— Start of Page extract —

Sunday 8 October 2017

The Running Man by Gilbert Tuhabonye


The Running Man by Gilbert Tuhabonye and Gary Brozek
First published in America by John Blake in April 2007. Also published under the title This Voice In My Heart.

My 2000s read for my 2017-18 Decade Challenge

I registered my copy of this book at BookCrossing

How I got this book:
Bought from a Torquay charity shop

My rating: 5 of 5 stars

Where to buy this book:

The Book Depository : from £8.99 (PB)
Wordery : from £7.19 (PB)
Waterstones : from £8.99 (PB)
Amazon : from £2.48 (used PB)
Prices and availability may have changed since this post was written

Gilbert Tuhabonye is a survivor. As a high school student in the African nation of Burundi, his dreams were of becoming a champion runner and Olympic athlete. These dreams were cruelly interrupted when the centuries-old battle between the Hutu and the Tutsi tribes found its way to his school. Fuelled by hatred, the Hutus forced more than a hundred Tutsi children and teachers into a small room and used machetes to slash most of them to death. The unfortunate ones who survived were doused with gasoline and set on fire. Gilbert lay under the bodies of his smouldering classmates for an agonising and terrifying eight hours. During this terrible ordeal, when almost all hope was lost, there was one thing that gave this remarkable young man the strength to survive - God's voice, which told him he would live through this ordeal. Gilbert was the only survivor of this terrible atrocity and he thanks his enduring faith in God for his survival.

— End of Page extract —
— Start of Dataset records —

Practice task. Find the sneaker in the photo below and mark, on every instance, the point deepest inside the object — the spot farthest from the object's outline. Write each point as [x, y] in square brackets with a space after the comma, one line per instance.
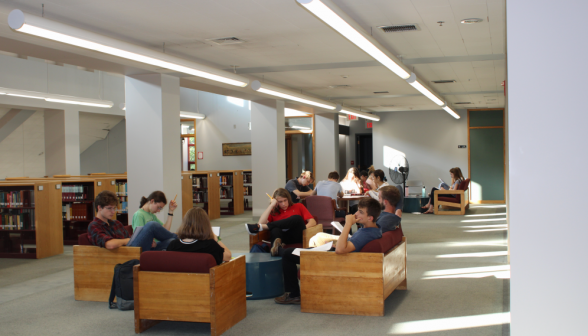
[286, 299]
[253, 229]
[277, 244]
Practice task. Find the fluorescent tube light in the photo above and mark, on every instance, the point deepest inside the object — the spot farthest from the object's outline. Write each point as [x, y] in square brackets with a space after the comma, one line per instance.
[413, 81]
[362, 40]
[41, 27]
[290, 95]
[450, 111]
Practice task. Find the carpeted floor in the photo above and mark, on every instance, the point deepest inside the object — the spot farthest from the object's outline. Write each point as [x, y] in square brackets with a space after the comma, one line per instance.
[458, 284]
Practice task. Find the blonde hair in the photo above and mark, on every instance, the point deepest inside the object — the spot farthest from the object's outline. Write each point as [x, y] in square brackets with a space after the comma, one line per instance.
[196, 225]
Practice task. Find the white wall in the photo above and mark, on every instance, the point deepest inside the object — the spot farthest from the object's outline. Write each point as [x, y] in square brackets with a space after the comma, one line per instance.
[429, 139]
[547, 138]
[227, 121]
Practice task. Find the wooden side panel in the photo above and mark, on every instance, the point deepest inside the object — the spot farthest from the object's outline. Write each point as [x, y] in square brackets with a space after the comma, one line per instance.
[228, 301]
[238, 198]
[48, 219]
[349, 284]
[174, 296]
[94, 268]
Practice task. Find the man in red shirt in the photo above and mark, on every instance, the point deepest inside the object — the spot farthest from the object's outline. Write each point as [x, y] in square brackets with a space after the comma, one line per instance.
[284, 219]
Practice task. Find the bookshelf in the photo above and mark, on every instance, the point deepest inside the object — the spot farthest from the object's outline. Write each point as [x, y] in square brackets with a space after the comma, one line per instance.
[247, 191]
[199, 190]
[30, 219]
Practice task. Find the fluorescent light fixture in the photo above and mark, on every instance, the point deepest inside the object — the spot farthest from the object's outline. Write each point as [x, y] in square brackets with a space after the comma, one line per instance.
[41, 27]
[192, 115]
[288, 112]
[290, 95]
[356, 35]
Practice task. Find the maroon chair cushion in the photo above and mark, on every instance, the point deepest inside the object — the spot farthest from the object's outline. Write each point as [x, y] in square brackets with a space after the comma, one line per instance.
[177, 262]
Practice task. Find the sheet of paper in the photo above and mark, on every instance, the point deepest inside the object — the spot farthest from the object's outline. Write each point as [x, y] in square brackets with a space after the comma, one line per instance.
[325, 247]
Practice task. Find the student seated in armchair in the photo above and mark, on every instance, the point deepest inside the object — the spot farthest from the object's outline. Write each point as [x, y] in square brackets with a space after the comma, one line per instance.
[108, 233]
[368, 211]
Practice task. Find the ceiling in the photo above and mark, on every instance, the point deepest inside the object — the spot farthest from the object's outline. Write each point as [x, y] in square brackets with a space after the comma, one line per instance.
[286, 45]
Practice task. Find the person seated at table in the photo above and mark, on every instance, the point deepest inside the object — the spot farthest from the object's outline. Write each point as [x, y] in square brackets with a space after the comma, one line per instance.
[456, 179]
[196, 235]
[299, 188]
[352, 185]
[285, 220]
[368, 211]
[105, 232]
[151, 205]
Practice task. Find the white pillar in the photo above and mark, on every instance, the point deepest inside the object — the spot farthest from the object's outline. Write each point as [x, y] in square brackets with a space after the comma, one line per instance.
[62, 142]
[153, 140]
[327, 145]
[268, 157]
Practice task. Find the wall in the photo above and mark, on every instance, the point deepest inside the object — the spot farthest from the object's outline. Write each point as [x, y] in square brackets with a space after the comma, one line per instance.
[22, 153]
[430, 147]
[547, 138]
[227, 120]
[108, 155]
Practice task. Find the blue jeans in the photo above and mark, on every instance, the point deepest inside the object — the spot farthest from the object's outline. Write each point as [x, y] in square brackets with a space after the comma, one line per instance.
[150, 231]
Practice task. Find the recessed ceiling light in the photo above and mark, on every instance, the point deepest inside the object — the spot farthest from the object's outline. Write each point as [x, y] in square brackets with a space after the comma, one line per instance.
[471, 21]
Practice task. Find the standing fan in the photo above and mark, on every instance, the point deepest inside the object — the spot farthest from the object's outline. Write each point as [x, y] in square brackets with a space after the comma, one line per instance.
[398, 170]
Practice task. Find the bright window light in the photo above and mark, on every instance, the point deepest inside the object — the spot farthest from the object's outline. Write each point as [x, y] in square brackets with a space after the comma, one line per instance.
[336, 22]
[450, 323]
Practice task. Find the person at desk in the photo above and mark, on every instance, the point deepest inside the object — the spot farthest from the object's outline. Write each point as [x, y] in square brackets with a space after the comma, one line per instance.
[196, 235]
[299, 188]
[285, 220]
[456, 179]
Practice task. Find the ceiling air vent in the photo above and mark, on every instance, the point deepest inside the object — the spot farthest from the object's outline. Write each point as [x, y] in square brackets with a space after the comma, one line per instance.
[400, 28]
[226, 40]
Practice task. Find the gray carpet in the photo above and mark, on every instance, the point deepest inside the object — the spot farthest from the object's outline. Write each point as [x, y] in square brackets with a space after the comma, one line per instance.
[458, 284]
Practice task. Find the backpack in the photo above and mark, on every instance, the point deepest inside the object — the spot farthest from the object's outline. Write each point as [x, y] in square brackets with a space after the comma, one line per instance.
[122, 286]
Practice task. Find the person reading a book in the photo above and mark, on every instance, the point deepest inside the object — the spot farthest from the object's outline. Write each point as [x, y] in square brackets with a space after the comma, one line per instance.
[299, 188]
[104, 231]
[196, 235]
[456, 179]
[151, 205]
[285, 220]
[368, 211]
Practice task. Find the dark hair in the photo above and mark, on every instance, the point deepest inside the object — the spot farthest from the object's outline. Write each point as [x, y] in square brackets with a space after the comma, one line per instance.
[105, 198]
[157, 196]
[196, 225]
[372, 207]
[333, 176]
[390, 194]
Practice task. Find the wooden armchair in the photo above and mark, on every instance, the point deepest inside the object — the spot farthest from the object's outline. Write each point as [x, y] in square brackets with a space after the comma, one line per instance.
[306, 235]
[460, 200]
[189, 287]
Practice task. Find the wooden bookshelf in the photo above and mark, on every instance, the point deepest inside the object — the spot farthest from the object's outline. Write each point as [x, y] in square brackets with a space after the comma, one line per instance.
[42, 227]
[201, 188]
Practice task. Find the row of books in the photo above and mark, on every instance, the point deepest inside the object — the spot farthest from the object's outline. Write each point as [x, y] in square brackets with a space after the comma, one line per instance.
[18, 220]
[121, 189]
[74, 193]
[200, 182]
[75, 212]
[16, 199]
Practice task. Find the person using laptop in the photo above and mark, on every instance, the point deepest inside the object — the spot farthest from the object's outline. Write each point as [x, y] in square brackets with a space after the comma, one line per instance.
[456, 179]
[105, 232]
[196, 235]
[368, 211]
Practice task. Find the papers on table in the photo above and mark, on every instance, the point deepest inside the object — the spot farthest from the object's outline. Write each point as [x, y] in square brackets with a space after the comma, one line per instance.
[323, 248]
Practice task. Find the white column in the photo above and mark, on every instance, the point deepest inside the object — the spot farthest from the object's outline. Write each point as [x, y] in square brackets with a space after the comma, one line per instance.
[268, 157]
[62, 142]
[327, 145]
[153, 139]
[547, 164]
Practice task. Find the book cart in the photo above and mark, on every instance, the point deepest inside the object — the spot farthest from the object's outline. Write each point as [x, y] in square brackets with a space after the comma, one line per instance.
[30, 217]
[231, 197]
[201, 189]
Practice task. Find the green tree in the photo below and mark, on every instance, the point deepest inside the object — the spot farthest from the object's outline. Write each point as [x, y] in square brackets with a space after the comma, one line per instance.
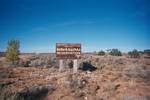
[101, 53]
[115, 52]
[12, 52]
[134, 54]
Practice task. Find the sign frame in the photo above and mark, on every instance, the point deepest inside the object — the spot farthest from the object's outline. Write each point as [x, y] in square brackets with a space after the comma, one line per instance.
[68, 50]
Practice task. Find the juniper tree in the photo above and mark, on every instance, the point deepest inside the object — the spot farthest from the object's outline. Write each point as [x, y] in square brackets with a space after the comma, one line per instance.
[12, 52]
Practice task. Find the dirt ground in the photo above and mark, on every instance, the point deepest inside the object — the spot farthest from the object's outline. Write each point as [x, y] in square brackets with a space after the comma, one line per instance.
[114, 78]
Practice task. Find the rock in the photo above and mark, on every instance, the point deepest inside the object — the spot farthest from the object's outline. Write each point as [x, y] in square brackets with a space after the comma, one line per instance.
[35, 92]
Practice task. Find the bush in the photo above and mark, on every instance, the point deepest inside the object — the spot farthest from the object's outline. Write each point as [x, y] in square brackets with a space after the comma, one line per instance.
[101, 53]
[12, 52]
[134, 54]
[115, 52]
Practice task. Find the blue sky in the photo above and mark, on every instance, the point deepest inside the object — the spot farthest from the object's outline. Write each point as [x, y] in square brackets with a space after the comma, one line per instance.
[96, 24]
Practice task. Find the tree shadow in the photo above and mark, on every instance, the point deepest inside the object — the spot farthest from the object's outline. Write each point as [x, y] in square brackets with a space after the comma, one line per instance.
[86, 66]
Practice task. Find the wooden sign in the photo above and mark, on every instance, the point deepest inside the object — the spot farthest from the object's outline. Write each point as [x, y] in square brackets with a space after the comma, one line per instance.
[68, 51]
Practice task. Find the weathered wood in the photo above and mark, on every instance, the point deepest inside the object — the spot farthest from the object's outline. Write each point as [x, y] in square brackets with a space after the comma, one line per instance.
[75, 65]
[61, 65]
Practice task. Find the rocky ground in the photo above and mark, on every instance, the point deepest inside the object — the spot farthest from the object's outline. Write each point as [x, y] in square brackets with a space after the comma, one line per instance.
[98, 78]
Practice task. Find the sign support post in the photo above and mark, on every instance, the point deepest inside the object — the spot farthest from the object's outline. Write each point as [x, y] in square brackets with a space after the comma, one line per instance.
[75, 66]
[61, 65]
[68, 51]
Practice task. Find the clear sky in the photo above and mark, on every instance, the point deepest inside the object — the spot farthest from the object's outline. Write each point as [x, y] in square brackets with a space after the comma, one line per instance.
[96, 24]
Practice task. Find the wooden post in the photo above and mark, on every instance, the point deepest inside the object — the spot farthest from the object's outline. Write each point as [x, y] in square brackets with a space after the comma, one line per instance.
[61, 65]
[75, 65]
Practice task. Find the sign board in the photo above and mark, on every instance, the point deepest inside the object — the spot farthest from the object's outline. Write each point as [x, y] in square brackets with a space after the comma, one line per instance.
[68, 51]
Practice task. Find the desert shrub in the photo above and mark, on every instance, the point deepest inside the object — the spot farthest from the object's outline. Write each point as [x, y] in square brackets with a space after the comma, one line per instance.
[12, 52]
[115, 52]
[147, 52]
[134, 54]
[101, 53]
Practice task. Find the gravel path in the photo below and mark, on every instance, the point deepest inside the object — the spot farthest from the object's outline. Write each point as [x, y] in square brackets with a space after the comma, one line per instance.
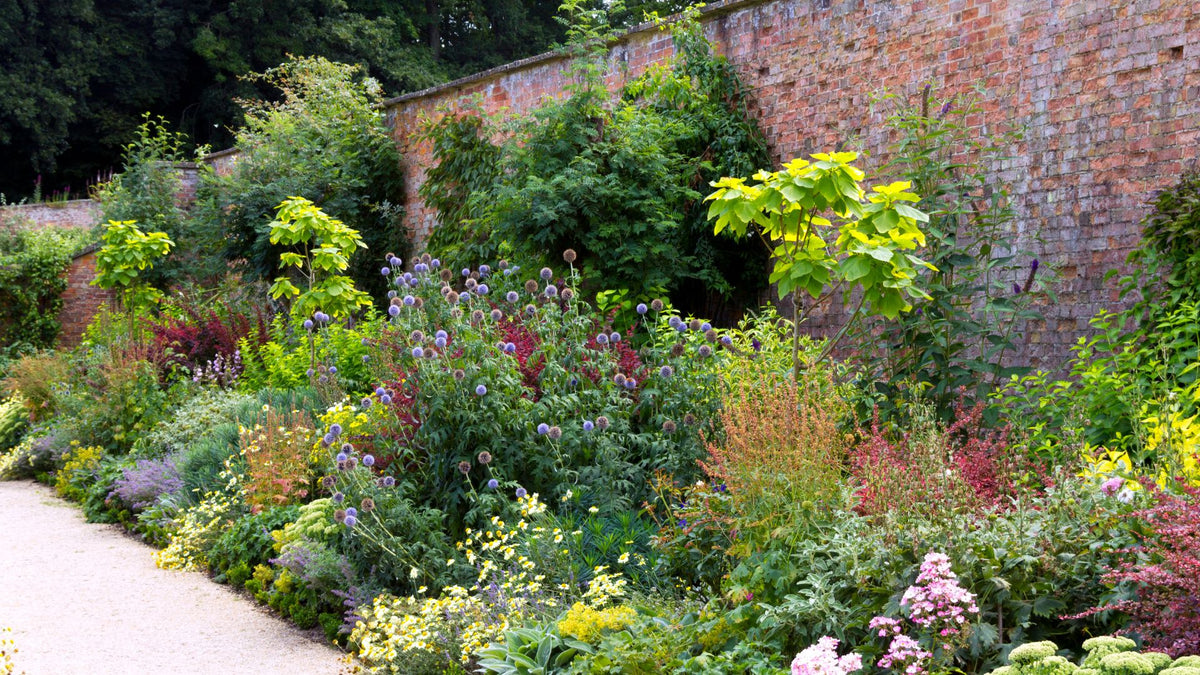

— End of Dataset records —

Exercises -
1. In the book review post, rewrite the passage from "I registered my" up to and including "Depository : from £8.99 (PB)", changing "charity shop" to "secondhand bookshop".
2. Which retailers does the book review post list under "Where to buy this book"?
3. According to the book review post, how long did Gilbert lie under the bodies of his classmates?

Results in order -
1.
I registered my copy of this book at BookCrossing

How I got this book:
Bought from a Torquay secondhand bookshop

My rating: 5 of 5 stars

Where to buy this book:

The Book Depository : from £8.99 (PB)

2. The Book Depository, Wordery, Waterstones, Amazon

3. Eight hours.